TO BE DONE → Update the records from the beginning through the line holding "[[0,92],[17,94],[47,64],[133,0],[77,0],[0,61]]", inclusive, so that "thick branch" becomes "thin branch" and nothing else changes. Leave the pictures out of your answer.

Start of INFORMATION GIVEN

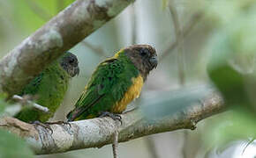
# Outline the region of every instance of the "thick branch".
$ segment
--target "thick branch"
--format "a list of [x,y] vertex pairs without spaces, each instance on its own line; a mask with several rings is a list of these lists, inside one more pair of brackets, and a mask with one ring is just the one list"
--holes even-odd
[[0,92],[17,94],[47,64],[133,0],[77,0],[0,61]]
[[[217,94],[211,94],[202,104],[182,109],[173,115],[146,119],[139,110],[122,115],[123,125],[119,129],[119,141],[127,141],[149,134],[194,129],[200,120],[222,111],[222,99]],[[36,126],[12,118],[4,118],[0,126],[25,138],[38,154],[61,153],[79,148],[100,147],[113,140],[117,122],[102,118],[72,122],[69,125],[50,126],[53,133],[42,126]]]

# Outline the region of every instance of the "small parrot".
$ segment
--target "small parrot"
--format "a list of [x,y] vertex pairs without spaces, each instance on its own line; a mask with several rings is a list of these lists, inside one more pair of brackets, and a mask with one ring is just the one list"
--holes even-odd
[[[121,49],[101,62],[68,115],[68,121],[109,116],[117,119],[127,104],[139,97],[149,72],[157,66],[157,54],[148,45]],[[118,118],[117,118],[118,119]]]
[[37,104],[48,107],[49,113],[25,106],[15,118],[25,122],[46,122],[61,104],[72,77],[79,75],[76,55],[66,52],[35,76],[20,94],[38,97]]

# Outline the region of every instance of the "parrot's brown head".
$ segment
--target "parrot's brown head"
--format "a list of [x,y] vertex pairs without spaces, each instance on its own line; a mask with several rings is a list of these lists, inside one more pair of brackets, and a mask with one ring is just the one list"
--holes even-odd
[[149,45],[132,45],[124,48],[124,52],[139,69],[144,80],[147,79],[149,72],[157,66],[155,49]]
[[79,60],[72,53],[66,52],[62,56],[60,65],[72,77],[79,74]]

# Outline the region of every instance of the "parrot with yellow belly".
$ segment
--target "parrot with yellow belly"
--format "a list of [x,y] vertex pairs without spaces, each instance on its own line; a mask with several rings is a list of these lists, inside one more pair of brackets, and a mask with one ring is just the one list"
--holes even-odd
[[98,65],[74,110],[67,115],[68,121],[102,115],[117,118],[139,97],[147,75],[156,66],[157,54],[149,45],[121,49]]

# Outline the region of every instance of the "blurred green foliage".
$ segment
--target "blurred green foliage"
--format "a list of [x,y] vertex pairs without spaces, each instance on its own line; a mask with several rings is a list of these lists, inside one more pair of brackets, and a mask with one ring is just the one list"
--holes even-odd
[[207,19],[220,23],[207,47],[212,54],[207,73],[231,111],[211,125],[208,142],[222,144],[256,138],[256,2],[215,3]]
[[[0,94],[0,116],[9,105],[5,102],[6,97]],[[0,129],[0,158],[33,157],[33,152],[22,139],[3,129]]]
[[[51,17],[56,15],[61,10],[74,2],[74,0],[10,1],[10,4],[12,7],[11,10],[13,10],[13,12],[11,13],[11,19],[21,29],[28,32],[34,32],[41,27]],[[2,11],[4,11],[4,9],[2,10]]]
[[19,137],[0,130],[0,158],[31,158],[33,153]]

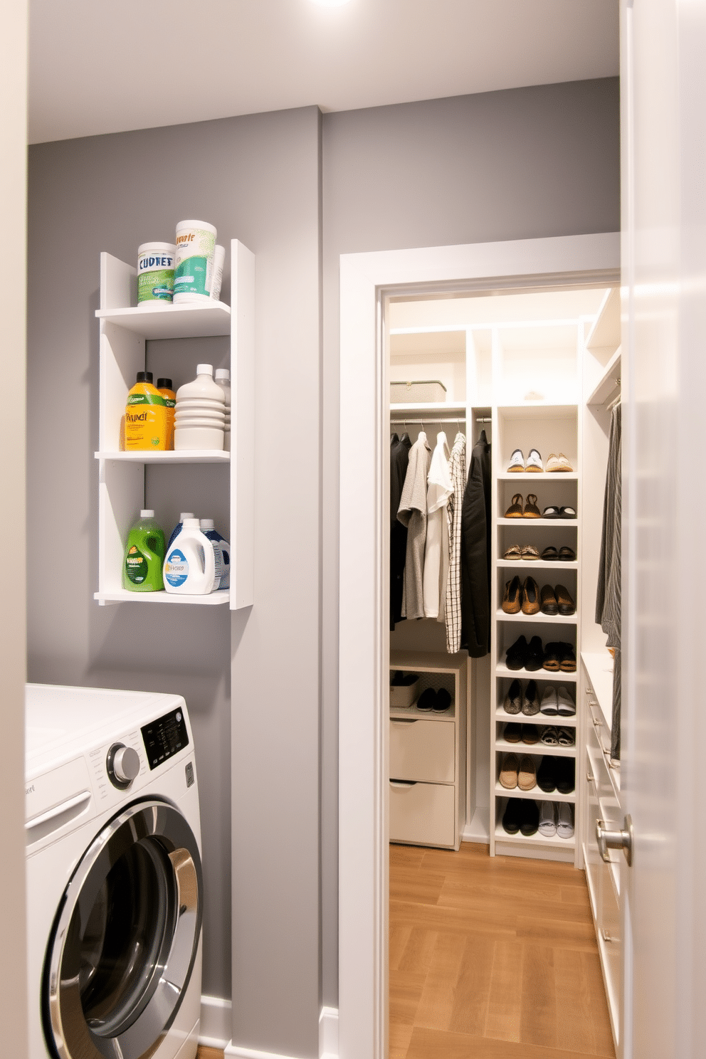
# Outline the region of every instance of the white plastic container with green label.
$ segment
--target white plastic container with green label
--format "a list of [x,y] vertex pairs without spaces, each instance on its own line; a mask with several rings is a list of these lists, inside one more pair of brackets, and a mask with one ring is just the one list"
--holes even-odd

End of INFORMATION GIVEN

EXERCISE OUTPUT →
# Outline the region of every instance of the "thin branch".
$ segment
--target "thin branch"
--format "a list of [x,y] vertex pairs without spaces, each instance on its own line; a mask with several rings is a list of these lists, inside one more pair of brackets, and a mask with one ring is just the one list"
--holes even-odd
[[0,92],[17,94],[47,64],[133,0],[77,0],[0,61]]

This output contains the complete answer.